Supplied text:
Rural Health Policy Project

Medicaid’s Role in Rural Areas Has Grown: Families Have Much at Stake in the Unwinding

In 2017 we published our first report examining the role of Medicaid in rural areas. We’ve updated the data a few times and our newest look is based on Medicaid coverage in 2020-2021. The data underscores the outsize importance of Medicaid as a source of health insurance coverage in rural areas and small towns – especially for children.

Now as states are “unwinding” pandemic related continuous coverage protections with almost five million people already disenrolled – many for procedural reasons – rural communities have much at stake.

Medicaid and CHIP cover a relatively greater share of children and adults in rural counties than in urban counties. Nationwide, almost half (47%) of children and 1 in 5 (18%) of adults rely on Medicaid coverage in small towns and rural areas (compared to about 40% of children and 15% of adults in metro areas). As substantial as these numbers are they are actually an undercount – since it is widely acknowledged by researchers that the underlying Census data source (the American Community Survey) undercounts enrollment in Medicaid. And enrollment grew in 2022 with the continuous coverage protections of the pandemic.

Some key findings:

  • States in the South and Southwest including New Mexico, Louisiana and Kentucky have the highest Medicaid/CHIP coverage rates for both children and adults living in rural areas and small towns.
  • Arkansas, Louisiana, New Mexico, and South Carolina have the largest share of children in rural areas and small towns covered by Medicaid with New Mexico having 9 of the 10 counties with the largest share of children (approximately 80%) covered by Medicaid.
  • In addition to having the largest share of children living in rural areas enrolled in Medicaid/CHIP, Arkansas has a wide disparity between rural and metro counties with just under two-thirds (65%) of children in rural counties enrolled in Medicaid/CHIP versus half of children living in metropolitan counties. (See map below). Virginia has a similarly large disparity with less than 30% of children in metro counties covered by Medicaid/CHIP versus 45% of those living in rural areas and small towns. 
  • For adults, seven rural counties nationwide have half or more of adults covered by Medicaid/CHIP and six of those counties are in Kentucky.

Medicaid helps improve coverage rates and helps rural areas and small towns maintain health care providers in areas where shortages are all too common. Access to rural health providers is especially important to women of child-bearing age and those with chronic conditions such as diabetes, depression or asthma.

But now, as states are unwinding and people are losing Medicaid coverage, the financial strain of coverage losses and higher uncompensated care costs could hit rural health systems especially hard. Children are at greatest risk of losing Medicaid coverage despite remaining eligible. During the unwinding, families in rural areas will likely be harder hit if their state mishandles the unwinding — such as failing to automatically renew as many people as possible based on existing information, disenrolling large numbers of people for procedural reasons or failing to adequately staff call centers leading to long wait times and call abandonment rates. These barriers may be even tougher for people in small towns and rural areas to overcome as they face additional barriers like having to travel further to eligibility offices and may have limited internet access.

States must take special care with rural communities as widespread loss of Medicaid without replacement health coverage will have devastating effects for children and families and have a ripple effect on the entire community by negatively impacting rural hospitals and health care providers that are already under stress.

[Interactive maps are available for all states here.]

 

Joan Alker is the Executive Director of the Center for Children and Families and a Research Professor at the Georgetown McCourt School of Public Policy.

What is needed:
In the article on Medicaid in rural areas, which state holds six of the seven rural counties where half or more of adults are covered by Medicaid/CHIP?

Records shown:

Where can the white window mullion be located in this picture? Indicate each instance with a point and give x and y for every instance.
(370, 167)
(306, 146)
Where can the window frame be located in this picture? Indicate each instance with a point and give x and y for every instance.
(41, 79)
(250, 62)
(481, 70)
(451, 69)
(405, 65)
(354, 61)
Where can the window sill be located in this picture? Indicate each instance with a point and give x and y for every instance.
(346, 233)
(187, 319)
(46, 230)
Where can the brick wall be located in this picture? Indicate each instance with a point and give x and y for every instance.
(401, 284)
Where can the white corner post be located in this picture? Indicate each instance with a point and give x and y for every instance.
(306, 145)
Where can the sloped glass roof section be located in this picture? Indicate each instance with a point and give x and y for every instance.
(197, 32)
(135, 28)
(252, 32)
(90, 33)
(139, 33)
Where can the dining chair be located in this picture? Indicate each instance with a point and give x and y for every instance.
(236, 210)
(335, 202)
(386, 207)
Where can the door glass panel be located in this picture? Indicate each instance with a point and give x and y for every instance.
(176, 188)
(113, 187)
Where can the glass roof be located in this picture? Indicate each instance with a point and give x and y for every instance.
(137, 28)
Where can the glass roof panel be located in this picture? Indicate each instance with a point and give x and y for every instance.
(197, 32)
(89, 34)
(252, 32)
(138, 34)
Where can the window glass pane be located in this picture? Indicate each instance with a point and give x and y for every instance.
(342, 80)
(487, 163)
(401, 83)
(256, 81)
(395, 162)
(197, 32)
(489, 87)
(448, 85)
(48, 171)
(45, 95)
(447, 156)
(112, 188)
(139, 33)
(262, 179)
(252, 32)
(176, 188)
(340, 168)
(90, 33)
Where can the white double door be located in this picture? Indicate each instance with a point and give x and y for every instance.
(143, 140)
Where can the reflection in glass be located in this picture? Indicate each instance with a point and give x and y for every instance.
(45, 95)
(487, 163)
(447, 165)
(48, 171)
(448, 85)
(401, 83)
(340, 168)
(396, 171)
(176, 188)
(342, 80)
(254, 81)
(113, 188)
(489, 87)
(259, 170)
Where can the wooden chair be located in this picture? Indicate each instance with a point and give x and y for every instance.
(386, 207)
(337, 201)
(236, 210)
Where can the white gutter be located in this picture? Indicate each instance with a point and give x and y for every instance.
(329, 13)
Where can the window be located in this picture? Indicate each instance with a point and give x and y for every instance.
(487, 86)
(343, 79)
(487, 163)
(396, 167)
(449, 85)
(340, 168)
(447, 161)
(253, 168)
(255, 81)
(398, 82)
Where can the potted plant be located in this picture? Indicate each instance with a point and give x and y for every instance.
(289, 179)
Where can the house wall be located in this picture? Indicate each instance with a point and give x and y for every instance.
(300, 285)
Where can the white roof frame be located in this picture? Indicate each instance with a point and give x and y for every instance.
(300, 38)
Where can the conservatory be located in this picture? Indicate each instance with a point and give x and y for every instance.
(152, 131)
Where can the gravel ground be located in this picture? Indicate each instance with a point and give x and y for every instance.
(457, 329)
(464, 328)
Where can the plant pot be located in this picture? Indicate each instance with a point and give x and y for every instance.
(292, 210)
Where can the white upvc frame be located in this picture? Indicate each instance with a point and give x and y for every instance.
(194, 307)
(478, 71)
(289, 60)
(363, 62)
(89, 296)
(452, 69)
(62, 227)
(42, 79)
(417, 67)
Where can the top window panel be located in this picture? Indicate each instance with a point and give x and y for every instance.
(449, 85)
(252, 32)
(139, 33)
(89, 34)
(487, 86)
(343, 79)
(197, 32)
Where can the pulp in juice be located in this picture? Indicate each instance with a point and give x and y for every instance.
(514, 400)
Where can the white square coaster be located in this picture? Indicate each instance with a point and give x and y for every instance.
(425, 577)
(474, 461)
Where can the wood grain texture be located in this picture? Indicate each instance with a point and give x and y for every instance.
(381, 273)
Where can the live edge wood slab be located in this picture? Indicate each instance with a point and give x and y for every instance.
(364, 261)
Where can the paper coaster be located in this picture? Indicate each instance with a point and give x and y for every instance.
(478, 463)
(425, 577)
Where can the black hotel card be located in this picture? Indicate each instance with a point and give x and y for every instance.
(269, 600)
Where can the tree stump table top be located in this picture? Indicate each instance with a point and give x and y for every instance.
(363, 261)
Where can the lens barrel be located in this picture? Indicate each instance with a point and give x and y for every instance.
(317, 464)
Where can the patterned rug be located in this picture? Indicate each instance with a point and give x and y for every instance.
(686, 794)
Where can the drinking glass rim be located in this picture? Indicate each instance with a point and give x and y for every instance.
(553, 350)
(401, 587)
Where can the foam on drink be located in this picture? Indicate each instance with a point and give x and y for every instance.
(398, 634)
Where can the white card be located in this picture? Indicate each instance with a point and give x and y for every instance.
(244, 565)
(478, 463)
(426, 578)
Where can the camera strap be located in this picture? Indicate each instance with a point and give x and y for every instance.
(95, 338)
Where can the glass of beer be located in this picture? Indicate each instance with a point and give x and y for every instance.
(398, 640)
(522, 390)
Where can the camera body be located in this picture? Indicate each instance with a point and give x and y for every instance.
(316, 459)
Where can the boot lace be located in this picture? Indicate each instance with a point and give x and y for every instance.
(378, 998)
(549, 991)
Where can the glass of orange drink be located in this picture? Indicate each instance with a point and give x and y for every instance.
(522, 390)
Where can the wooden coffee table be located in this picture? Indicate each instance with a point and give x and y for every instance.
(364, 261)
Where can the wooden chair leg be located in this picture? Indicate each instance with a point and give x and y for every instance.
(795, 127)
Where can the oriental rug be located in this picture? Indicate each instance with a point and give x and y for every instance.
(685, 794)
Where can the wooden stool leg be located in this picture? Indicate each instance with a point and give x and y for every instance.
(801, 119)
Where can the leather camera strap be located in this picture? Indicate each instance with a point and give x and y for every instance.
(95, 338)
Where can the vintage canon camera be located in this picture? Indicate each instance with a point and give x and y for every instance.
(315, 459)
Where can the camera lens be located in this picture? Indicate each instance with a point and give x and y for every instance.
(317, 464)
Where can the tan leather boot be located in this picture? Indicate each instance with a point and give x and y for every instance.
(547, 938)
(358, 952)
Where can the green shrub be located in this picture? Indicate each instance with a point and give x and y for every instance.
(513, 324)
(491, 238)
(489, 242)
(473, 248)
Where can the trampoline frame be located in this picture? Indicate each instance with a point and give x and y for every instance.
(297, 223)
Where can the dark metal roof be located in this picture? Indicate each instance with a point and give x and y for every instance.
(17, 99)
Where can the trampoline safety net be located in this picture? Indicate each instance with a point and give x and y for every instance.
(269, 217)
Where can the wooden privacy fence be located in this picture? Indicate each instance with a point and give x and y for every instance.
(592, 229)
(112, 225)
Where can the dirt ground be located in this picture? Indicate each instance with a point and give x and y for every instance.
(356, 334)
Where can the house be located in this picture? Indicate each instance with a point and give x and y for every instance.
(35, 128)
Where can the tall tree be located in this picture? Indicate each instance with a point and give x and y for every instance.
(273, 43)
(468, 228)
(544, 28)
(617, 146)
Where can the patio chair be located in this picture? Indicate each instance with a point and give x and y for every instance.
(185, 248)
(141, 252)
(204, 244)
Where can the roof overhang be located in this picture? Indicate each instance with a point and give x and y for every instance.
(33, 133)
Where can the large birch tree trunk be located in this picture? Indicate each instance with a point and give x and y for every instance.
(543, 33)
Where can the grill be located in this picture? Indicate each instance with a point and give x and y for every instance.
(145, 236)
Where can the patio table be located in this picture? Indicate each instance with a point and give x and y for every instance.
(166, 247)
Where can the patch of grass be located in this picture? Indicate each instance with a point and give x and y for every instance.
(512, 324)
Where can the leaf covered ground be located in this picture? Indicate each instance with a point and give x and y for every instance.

Finished task:
Kentucky